### Written problem
Reproduce word for word the part of the Raindance film reviews below, starting at "It's been an" and ending at "from this weekend...".

### Passage provided
────────────────────

Showing posts with label madame. Show all posts
Showing posts with label madame. Show all posts

Sunday, 1 November 2020

Raindance: Express yourself

It's been an eventful weekend, with Halloween, a blue moon and the announcement that London is going back into lockdown for a month. At least we have the Raindance Film Festival to distract us, even if we're watching it on our own at home. Here are some highlights from this weekend...

Under My Skin
dir-scr David O'Donnell; with Liv Hewson, Chloe Freeman 20/Aus ****
With his feature debut, Australian filmmaker David O'Donnell uses some clever visual touches to reveal the inner life of the central character, whose various sides are played by four different actors. The film's sensitive tone is powerfully involving, and O'Donnell never takes a simple route through the material, quietly digging deeper into a provocative situation. And while it's a big topic, the story remains personal, never preachy.

Nuclear
dir Catherine Linstrum; with Emilia Jones, Sienna Guillory 19/UK ***
Dark and unnervingly intense from the opening shot, this slow-burn drama churns with emotion. Director-cowriter Catherine Linstrum ambitiously uses dreamlike elements and unusual settings to create intrigue while unpicking a dysfunctional family. Beautifully shot and performed, it's quiet and artful, although the narrative has a couple of grinding gear shifts along the way. Still, the underlying feelings have resonance that gets stronger as things gradually comes into focus.

────────────────────

### Extracted data
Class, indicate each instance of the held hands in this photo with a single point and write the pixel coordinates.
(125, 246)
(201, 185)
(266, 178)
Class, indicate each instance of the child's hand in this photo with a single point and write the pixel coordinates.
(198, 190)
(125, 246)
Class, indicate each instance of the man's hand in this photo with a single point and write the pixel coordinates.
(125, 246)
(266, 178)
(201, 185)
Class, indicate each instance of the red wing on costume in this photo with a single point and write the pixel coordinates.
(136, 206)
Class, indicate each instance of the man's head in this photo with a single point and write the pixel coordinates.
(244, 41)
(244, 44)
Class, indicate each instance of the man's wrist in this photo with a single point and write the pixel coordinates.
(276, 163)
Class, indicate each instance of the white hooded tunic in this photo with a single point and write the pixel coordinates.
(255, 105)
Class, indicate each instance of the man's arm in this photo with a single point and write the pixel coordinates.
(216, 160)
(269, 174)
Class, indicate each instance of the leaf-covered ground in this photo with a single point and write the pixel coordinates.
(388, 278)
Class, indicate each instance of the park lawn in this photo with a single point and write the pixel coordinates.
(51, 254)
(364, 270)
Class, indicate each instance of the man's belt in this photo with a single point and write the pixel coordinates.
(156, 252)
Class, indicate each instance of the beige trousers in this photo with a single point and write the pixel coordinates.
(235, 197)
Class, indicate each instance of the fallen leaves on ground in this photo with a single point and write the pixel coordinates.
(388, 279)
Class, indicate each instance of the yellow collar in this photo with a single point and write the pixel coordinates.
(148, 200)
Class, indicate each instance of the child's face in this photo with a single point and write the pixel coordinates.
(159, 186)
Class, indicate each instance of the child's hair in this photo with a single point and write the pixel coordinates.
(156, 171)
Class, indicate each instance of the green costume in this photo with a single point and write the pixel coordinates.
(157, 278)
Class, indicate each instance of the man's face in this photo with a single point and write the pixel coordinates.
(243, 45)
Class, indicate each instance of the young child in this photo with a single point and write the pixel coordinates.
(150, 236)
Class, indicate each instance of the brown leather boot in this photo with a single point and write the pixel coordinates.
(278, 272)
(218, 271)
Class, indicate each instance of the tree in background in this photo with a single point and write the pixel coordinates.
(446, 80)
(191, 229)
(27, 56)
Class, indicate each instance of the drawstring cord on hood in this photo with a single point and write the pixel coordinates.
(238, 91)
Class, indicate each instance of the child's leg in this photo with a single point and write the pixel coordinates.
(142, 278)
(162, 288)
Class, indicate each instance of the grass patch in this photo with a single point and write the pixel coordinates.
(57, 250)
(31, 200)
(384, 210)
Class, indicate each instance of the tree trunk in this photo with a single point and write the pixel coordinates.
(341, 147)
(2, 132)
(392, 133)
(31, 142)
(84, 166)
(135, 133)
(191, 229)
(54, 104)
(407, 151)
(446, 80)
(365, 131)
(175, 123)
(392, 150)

────────────────────

### Response
It's been an eventful weekend, with Halloween, a blue moon and the announcement that London is going back into lockdown for a month. At least we have the Raindance Film Festival to distract us, even if we're watching it on our own at home. Here are some highlights from this weekend...